***** Records for the exercise *****

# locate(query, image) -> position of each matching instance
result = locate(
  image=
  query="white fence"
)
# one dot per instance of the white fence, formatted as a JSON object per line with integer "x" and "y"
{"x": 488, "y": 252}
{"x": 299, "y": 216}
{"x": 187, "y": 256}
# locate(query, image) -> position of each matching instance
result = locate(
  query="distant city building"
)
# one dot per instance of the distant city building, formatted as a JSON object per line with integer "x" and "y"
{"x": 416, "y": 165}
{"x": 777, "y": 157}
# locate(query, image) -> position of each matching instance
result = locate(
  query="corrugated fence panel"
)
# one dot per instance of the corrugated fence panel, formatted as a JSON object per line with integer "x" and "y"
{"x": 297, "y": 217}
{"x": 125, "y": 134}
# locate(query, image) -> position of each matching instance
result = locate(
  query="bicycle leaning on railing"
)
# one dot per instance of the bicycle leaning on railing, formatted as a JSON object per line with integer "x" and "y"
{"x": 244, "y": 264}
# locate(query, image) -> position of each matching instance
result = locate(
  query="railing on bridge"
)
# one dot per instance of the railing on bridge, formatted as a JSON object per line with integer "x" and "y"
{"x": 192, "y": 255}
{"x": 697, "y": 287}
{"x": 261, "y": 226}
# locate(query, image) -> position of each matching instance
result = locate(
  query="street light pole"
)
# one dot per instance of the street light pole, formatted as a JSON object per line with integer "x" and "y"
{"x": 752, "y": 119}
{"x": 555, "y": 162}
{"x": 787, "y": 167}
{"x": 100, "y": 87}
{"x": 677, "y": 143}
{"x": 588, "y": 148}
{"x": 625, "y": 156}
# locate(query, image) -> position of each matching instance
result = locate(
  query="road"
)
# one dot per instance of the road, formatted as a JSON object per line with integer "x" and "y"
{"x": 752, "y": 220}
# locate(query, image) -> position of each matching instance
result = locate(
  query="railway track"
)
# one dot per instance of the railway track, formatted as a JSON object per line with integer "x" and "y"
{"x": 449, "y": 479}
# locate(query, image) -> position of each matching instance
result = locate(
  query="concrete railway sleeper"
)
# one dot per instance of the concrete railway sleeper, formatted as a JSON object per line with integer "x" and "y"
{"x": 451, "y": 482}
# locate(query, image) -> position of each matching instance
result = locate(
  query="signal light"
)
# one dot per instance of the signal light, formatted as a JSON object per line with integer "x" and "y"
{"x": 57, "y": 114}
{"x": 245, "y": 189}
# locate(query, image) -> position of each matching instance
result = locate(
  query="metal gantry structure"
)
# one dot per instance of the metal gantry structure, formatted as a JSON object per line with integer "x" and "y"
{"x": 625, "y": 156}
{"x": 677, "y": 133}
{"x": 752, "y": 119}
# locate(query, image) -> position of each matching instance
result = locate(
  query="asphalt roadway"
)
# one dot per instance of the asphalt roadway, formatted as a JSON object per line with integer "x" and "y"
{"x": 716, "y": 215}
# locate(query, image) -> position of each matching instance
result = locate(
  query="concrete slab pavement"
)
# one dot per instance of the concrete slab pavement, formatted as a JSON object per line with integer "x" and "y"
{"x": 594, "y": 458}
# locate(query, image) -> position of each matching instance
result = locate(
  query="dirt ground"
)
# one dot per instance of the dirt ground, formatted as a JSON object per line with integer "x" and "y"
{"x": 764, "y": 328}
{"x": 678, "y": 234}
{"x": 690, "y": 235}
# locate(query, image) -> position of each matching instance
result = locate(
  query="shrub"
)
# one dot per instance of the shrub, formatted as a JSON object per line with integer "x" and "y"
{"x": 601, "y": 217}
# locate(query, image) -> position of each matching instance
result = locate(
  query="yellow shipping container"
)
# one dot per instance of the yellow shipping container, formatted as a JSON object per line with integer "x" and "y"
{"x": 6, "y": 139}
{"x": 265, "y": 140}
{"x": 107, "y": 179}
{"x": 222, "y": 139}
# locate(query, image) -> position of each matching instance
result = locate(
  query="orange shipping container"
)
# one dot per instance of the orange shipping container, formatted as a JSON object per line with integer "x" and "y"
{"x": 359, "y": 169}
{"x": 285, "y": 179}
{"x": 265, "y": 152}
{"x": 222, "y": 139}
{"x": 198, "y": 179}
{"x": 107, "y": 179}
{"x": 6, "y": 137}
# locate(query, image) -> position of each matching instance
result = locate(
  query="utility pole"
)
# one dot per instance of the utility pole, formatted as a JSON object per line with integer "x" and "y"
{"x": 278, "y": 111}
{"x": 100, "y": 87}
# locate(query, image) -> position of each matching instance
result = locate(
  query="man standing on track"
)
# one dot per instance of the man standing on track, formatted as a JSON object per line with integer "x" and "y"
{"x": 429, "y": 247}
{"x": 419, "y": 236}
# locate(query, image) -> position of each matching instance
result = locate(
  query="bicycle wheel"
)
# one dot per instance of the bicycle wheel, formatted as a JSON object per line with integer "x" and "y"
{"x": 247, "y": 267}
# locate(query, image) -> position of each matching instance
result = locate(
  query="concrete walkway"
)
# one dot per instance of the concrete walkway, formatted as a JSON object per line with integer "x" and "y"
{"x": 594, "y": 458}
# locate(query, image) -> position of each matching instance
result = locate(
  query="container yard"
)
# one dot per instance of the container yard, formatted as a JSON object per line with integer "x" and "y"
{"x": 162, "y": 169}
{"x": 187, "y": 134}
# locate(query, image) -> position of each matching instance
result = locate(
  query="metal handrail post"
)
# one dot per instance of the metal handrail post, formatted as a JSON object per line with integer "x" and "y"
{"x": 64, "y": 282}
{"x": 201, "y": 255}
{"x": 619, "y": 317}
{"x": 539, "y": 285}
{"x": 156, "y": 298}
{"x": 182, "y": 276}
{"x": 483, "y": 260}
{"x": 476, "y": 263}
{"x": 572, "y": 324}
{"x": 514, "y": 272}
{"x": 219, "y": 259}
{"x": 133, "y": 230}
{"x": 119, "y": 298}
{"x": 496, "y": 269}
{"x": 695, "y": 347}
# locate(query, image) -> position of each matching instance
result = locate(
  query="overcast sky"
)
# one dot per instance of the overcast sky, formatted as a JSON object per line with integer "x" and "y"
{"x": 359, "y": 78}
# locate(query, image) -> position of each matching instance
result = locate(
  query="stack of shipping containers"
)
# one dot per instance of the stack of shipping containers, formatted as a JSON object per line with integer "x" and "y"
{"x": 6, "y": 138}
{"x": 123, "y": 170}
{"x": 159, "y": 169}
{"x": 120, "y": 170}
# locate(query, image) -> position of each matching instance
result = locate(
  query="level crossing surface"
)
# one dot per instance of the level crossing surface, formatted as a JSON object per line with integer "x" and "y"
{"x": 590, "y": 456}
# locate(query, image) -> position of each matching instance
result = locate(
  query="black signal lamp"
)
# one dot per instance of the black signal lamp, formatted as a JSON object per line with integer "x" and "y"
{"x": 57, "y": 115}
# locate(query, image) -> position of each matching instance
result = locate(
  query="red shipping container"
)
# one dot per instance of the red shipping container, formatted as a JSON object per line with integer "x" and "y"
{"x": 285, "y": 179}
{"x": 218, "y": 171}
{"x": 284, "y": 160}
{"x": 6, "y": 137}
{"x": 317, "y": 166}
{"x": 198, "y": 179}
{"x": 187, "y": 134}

*****

__Exercise aim__
Whatever lines appear above, reproduce every one of them exactly.

__The completed task__
# locate(query, image) -> position of each matching instance
result = locate(
  image=
  query="white fence"
)
# one dot per instance of the white fence, formatted as a JSON object per line with integer "x" and "y"
{"x": 488, "y": 252}
{"x": 299, "y": 216}
{"x": 187, "y": 256}
# locate(query, image) -> position of each matching instance
result = locate(
  query="distant city building"
)
# one dot per instance of the distant city building, formatted as a JSON object per line with integer "x" and "y"
{"x": 416, "y": 165}
{"x": 777, "y": 157}
# locate(query, image) -> position of each matching instance
result = locate(
  query="corrugated fence panel"
)
# one dot per instance of the corrugated fence panel, formatted as a JSON object per line with integer "x" and "y"
{"x": 297, "y": 217}
{"x": 125, "y": 134}
# locate(query, image) -> position of each matching instance
result = locate(
  query="bicycle leaning on railing"
)
# one dot per instance of the bicycle leaning on railing, formatted as a JSON object per line with integer "x" and "y"
{"x": 244, "y": 264}
# locate(query, image) -> position of each matching instance
result = locate(
  query="railing on bridge"
)
# one dot per instance of the railing on bridge, formatted as a JSON object per line with integer "x" and "y"
{"x": 192, "y": 255}
{"x": 697, "y": 287}
{"x": 261, "y": 226}
# locate(query, image) -> position of each matching instance
result = locate(
  query="street light pole"
)
# one dot per instance of the street light pole, formatted as a JSON object per line with integer "x" and "y"
{"x": 752, "y": 119}
{"x": 555, "y": 162}
{"x": 787, "y": 167}
{"x": 100, "y": 87}
{"x": 677, "y": 143}
{"x": 588, "y": 148}
{"x": 625, "y": 156}
# locate(query, image) -> position of each matching instance
result = locate(
  query="road"
)
# one dot per instance of the road, formatted as a JSON object per line with integer "x" and "y"
{"x": 752, "y": 220}
# locate(query, image) -> position of each matching instance
result = locate(
  query="railway track"
)
# one dot per instance of the railway track, formatted as a JSON object per line with integer "x" and "y"
{"x": 449, "y": 479}
# locate(query, image) -> position of each matching instance
result = locate(
  query="concrete railway sleeper"
)
# one dot per instance of the concrete railway sleeper, formatted as a JSON object per line with integer "x" and "y"
{"x": 451, "y": 482}
# locate(query, image) -> position of each matching instance
result = locate(
  query="signal light"
)
# one dot per instance of the signal light, formatted as a JSON object per line with integer "x" and "y"
{"x": 57, "y": 114}
{"x": 245, "y": 189}
# locate(query, image) -> position of each matching instance
result = locate(
  query="metal gantry structure"
)
# one dot per instance of the metal gantry structure, formatted as a JSON object per line with integer "x" and "y"
{"x": 625, "y": 156}
{"x": 677, "y": 133}
{"x": 752, "y": 119}
# locate(query, image) -> position of each matching instance
result = locate(
  query="asphalt roadway"
)
# one dot per instance of the asphalt roadway, formatted as a JSON object per line with integer "x" and "y"
{"x": 716, "y": 215}
# locate(query, image) -> position of each matching instance
result = locate(
  query="concrete slab pavement"
)
# one dot per instance of the concrete slab pavement, formatted as a JSON object per line with integer "x" and "y"
{"x": 594, "y": 458}
# locate(query, image) -> position of each matching instance
result = locate(
  query="dirt ground"
)
# one dot per instance of the dirt ground, formatted as a JSON object per line with integer "x" and "y"
{"x": 764, "y": 328}
{"x": 678, "y": 234}
{"x": 690, "y": 235}
# locate(query, image) -> position of each matching instance
result = locate(
  query="shrub"
)
# one dot per instance of the shrub, formatted as a JSON object per line with integer "x" and "y"
{"x": 601, "y": 217}
# locate(query, image) -> position of each matching instance
result = locate(
  query="yellow shipping container"
)
# one dot per instance of the yellow shipping container, formatted as a JSON object per line with integer "x" and "y"
{"x": 6, "y": 139}
{"x": 265, "y": 140}
{"x": 107, "y": 179}
{"x": 222, "y": 139}
# locate(query, image) -> position of each matching instance
result = locate(
  query="orange shipping container"
)
# one dot per instance of the orange shipping container, formatted as a JSON object per line with integer "x" and "y"
{"x": 359, "y": 169}
{"x": 285, "y": 179}
{"x": 265, "y": 152}
{"x": 222, "y": 139}
{"x": 198, "y": 179}
{"x": 107, "y": 179}
{"x": 6, "y": 137}
# locate(query, image) -> position of each matching instance
result = locate(
  query="utility pole"
)
# one dot per instance of the utility pole, formatted as a JSON object per line with integer "x" and "y"
{"x": 278, "y": 111}
{"x": 100, "y": 87}
# locate(query, image) -> position of each matching instance
result = locate(
  query="man standing on track"
)
# one dot per instance of the man standing on track, formatted as a JSON object per line with integer "x" and "y"
{"x": 429, "y": 247}
{"x": 419, "y": 236}
# locate(query, image) -> position of each matching instance
result = locate(
  query="bicycle wheel"
)
# one dot per instance of the bicycle wheel, formatted as a JSON object per line with integer "x" and "y"
{"x": 247, "y": 267}
# locate(query, image) -> position of each matching instance
result = locate(
  query="concrete walkway"
)
# one dot per instance of the concrete walkway, formatted as a JSON object per line with integer "x" and "y"
{"x": 594, "y": 458}
# locate(query, image) -> position of each matching instance
result = locate(
  query="container yard"
)
# one dot per instance of the container yard, formatted as a JSON object per line with integer "x" and "y"
{"x": 162, "y": 169}
{"x": 187, "y": 134}
# locate(query, image) -> position of each matching instance
result = locate(
  query="metal handrail post"
)
# one dot per instance of the metal handrail post, formatted as a JSON object per line with integer "x" and "y"
{"x": 64, "y": 282}
{"x": 201, "y": 255}
{"x": 619, "y": 317}
{"x": 539, "y": 285}
{"x": 156, "y": 298}
{"x": 182, "y": 276}
{"x": 483, "y": 260}
{"x": 476, "y": 263}
{"x": 572, "y": 324}
{"x": 514, "y": 272}
{"x": 219, "y": 259}
{"x": 133, "y": 230}
{"x": 119, "y": 298}
{"x": 496, "y": 269}
{"x": 695, "y": 347}
# locate(query, image) -> position of each matching instance
result = locate(
  query="overcast sky"
)
# one dot per instance of the overcast sky, formatted as a JSON object per line with integer "x" and "y"
{"x": 359, "y": 78}
# locate(query, image) -> position of each matching instance
result = locate(
  query="stack of shipping containers"
)
# one dot per instance of the stack of shipping containers, formatted as a JSON object per line with integer "x" and "y"
{"x": 6, "y": 138}
{"x": 123, "y": 170}
{"x": 159, "y": 169}
{"x": 120, "y": 170}
# locate(query, image) -> position of each matching instance
result = locate(
  query="level crossing surface"
)
# one dot per instance of the level crossing surface, formatted as a JSON object per line with integer "x" and "y"
{"x": 590, "y": 456}
# locate(query, image) -> position of each matching instance
result = locate(
  query="black signal lamp"
)
# one dot per instance of the black signal lamp, formatted as a JSON object per line with integer "x" and "y"
{"x": 57, "y": 115}
# locate(query, image) -> position of each matching instance
result = locate(
  query="red shipping container"
)
# one dot per instance of the red shipping container, formatted as a JSON object per line with integer "x" and "y"
{"x": 285, "y": 179}
{"x": 218, "y": 171}
{"x": 284, "y": 160}
{"x": 6, "y": 137}
{"x": 317, "y": 166}
{"x": 198, "y": 179}
{"x": 187, "y": 134}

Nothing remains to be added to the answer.